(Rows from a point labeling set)
┌──

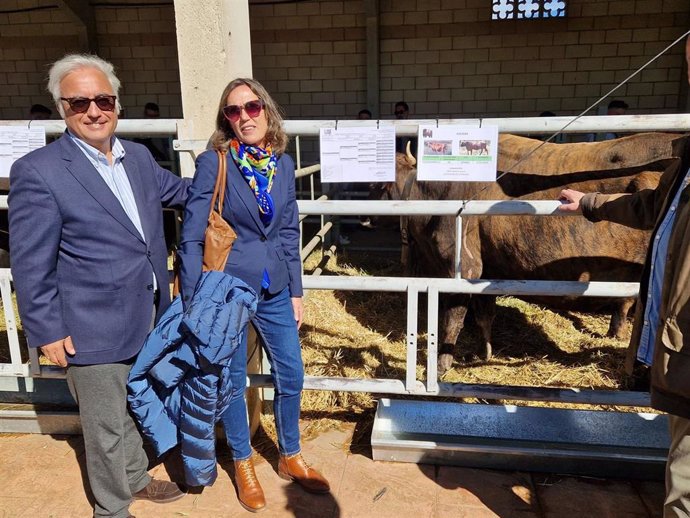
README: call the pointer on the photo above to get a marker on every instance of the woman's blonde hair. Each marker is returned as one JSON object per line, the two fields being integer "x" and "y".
{"x": 275, "y": 135}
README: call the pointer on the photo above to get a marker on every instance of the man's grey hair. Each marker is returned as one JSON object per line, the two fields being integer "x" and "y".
{"x": 72, "y": 62}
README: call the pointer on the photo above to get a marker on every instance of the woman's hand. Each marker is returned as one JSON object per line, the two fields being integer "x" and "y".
{"x": 298, "y": 309}
{"x": 570, "y": 200}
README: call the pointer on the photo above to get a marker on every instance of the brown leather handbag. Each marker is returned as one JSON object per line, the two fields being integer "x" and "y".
{"x": 219, "y": 234}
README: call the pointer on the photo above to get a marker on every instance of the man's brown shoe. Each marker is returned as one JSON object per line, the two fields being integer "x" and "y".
{"x": 160, "y": 492}
{"x": 249, "y": 491}
{"x": 296, "y": 469}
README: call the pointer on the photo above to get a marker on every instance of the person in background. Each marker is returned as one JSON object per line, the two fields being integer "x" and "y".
{"x": 261, "y": 207}
{"x": 615, "y": 107}
{"x": 39, "y": 112}
{"x": 661, "y": 333}
{"x": 558, "y": 139}
{"x": 90, "y": 269}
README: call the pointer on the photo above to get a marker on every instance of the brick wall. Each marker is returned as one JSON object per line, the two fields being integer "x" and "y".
{"x": 446, "y": 58}
{"x": 139, "y": 41}
{"x": 311, "y": 56}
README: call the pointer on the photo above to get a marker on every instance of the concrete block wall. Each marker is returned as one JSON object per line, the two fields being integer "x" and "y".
{"x": 311, "y": 56}
{"x": 447, "y": 58}
{"x": 139, "y": 41}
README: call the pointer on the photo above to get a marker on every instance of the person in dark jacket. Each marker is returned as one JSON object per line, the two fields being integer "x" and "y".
{"x": 90, "y": 268}
{"x": 260, "y": 205}
{"x": 661, "y": 334}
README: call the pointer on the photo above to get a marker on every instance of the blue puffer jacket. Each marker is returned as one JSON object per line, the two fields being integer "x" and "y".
{"x": 179, "y": 384}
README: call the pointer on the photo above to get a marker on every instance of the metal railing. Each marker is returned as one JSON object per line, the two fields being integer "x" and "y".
{"x": 413, "y": 286}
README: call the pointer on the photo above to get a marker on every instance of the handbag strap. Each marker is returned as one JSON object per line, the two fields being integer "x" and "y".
{"x": 219, "y": 190}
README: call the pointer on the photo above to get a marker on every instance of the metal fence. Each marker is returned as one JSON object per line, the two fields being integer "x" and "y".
{"x": 17, "y": 368}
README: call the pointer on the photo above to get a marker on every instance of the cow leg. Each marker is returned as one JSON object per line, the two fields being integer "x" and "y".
{"x": 619, "y": 317}
{"x": 484, "y": 310}
{"x": 453, "y": 312}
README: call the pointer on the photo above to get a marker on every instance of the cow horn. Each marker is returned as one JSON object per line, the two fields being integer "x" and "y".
{"x": 411, "y": 160}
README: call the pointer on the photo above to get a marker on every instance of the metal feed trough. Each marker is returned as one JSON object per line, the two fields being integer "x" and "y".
{"x": 507, "y": 437}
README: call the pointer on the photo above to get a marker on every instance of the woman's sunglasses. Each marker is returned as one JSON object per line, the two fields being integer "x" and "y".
{"x": 105, "y": 103}
{"x": 232, "y": 112}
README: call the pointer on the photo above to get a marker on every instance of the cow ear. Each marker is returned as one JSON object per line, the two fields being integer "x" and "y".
{"x": 644, "y": 180}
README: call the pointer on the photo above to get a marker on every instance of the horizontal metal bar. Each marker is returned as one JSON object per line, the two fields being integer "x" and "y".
{"x": 31, "y": 421}
{"x": 433, "y": 208}
{"x": 476, "y": 286}
{"x": 318, "y": 238}
{"x": 467, "y": 390}
{"x": 409, "y": 127}
{"x": 586, "y": 124}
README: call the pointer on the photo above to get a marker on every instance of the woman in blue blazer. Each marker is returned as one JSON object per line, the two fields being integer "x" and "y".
{"x": 260, "y": 205}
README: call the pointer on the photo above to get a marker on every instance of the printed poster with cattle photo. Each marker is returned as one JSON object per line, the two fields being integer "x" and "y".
{"x": 457, "y": 153}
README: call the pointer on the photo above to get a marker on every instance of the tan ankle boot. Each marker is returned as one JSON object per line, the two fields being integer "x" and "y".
{"x": 249, "y": 491}
{"x": 296, "y": 469}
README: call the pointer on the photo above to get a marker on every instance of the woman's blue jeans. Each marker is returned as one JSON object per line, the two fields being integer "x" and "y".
{"x": 275, "y": 323}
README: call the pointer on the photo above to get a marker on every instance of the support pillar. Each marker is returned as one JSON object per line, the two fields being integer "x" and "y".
{"x": 373, "y": 86}
{"x": 213, "y": 47}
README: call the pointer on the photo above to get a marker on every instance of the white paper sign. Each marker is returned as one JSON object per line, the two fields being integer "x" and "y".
{"x": 457, "y": 153}
{"x": 357, "y": 155}
{"x": 17, "y": 141}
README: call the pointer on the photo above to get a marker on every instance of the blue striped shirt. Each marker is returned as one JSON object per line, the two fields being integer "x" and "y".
{"x": 115, "y": 178}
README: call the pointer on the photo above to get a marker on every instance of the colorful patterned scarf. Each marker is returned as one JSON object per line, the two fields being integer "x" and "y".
{"x": 258, "y": 166}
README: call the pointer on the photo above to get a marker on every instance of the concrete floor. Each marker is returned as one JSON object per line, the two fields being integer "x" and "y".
{"x": 41, "y": 476}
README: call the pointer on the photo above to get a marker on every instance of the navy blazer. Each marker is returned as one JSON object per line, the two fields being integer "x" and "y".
{"x": 274, "y": 247}
{"x": 80, "y": 266}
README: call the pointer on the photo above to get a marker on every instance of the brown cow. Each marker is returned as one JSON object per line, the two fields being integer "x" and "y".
{"x": 525, "y": 247}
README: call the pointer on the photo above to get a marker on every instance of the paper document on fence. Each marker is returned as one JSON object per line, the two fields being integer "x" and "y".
{"x": 457, "y": 153}
{"x": 357, "y": 155}
{"x": 17, "y": 141}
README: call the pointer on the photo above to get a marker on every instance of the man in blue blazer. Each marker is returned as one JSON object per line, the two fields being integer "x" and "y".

└──

» Aim
Reproduce the part that opens with the line containing "the concrete floor." and runs through the end of the rows, keeping every request line, and add -8 to each x and y coordinate in the answers.

» Output for this task
README: call the pointer on the photo above to get a marker on every instance of the concrete floor. Each marker is returned as one JSON object per line, the two fields being integer "x" and "y".
{"x": 33, "y": 468}
README: call the pointer on the photo above to get a marker on every instance of the navy blazer. Each marker is returned as one JSON object per line, the two fields being integer "x" and "y".
{"x": 266, "y": 239}
{"x": 72, "y": 258}
README: call the pointer on the photo above to get a marker on every instance of the brown cow. Each marker is returned as one JSON object per line, the two fields being integer "x" and "y".
{"x": 517, "y": 239}
README: call the pointer on the photo above to get a marker on every instance of the paper document on fence. Each marker is returned as one JSON object per line, the two fields being integer "x" and "y".
{"x": 449, "y": 145}
{"x": 349, "y": 147}
{"x": 9, "y": 133}
README: call the pointer on the photo above to get a marker on every instance of the man in blue blazer. Each marker is returned as one JSON object per line, the two fields being integer "x" and "y".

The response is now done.